§ Exercise task: Can you render every line of the listing below as a JSON list of strings, one string per line and blank lines dropped? Keep the pictures out of your answer.

[START OF Data shown]

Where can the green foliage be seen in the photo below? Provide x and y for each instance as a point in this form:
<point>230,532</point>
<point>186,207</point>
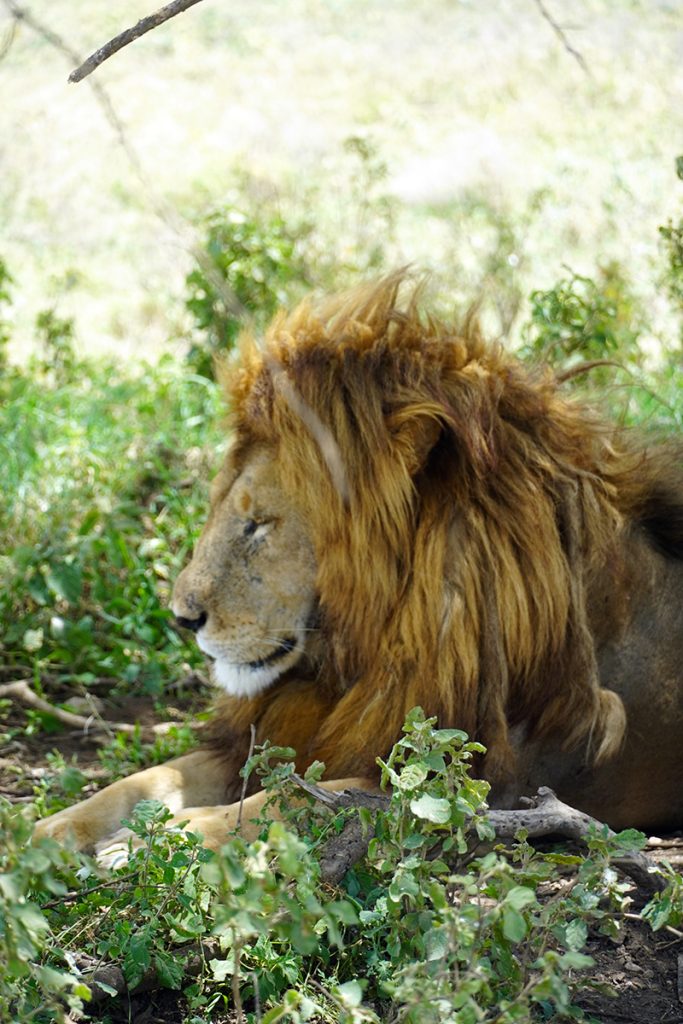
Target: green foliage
<point>581,318</point>
<point>5,301</point>
<point>55,339</point>
<point>672,235</point>
<point>435,925</point>
<point>110,503</point>
<point>31,990</point>
<point>249,266</point>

[END OF Data shown]

§ Exercise solution:
[
  "Where can the green foliage be seen in the photo below? Provide x and y for each instance as a point in this form:",
  "<point>230,532</point>",
  "<point>186,207</point>",
  "Target: green foliage",
  "<point>581,318</point>",
  "<point>5,301</point>",
  "<point>55,339</point>",
  "<point>672,235</point>",
  "<point>435,925</point>",
  "<point>110,503</point>",
  "<point>31,990</point>",
  "<point>249,266</point>"
]